**Required work:** Filter the data below for the string "field" and copy each matching line.

[Natural language region descriptions]
....
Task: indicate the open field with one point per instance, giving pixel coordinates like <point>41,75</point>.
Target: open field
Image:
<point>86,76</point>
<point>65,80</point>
....
**Result of the exercise:**
Task: indicate the open field with one point per instance, giving pixel coordinates like <point>41,75</point>.
Target: open field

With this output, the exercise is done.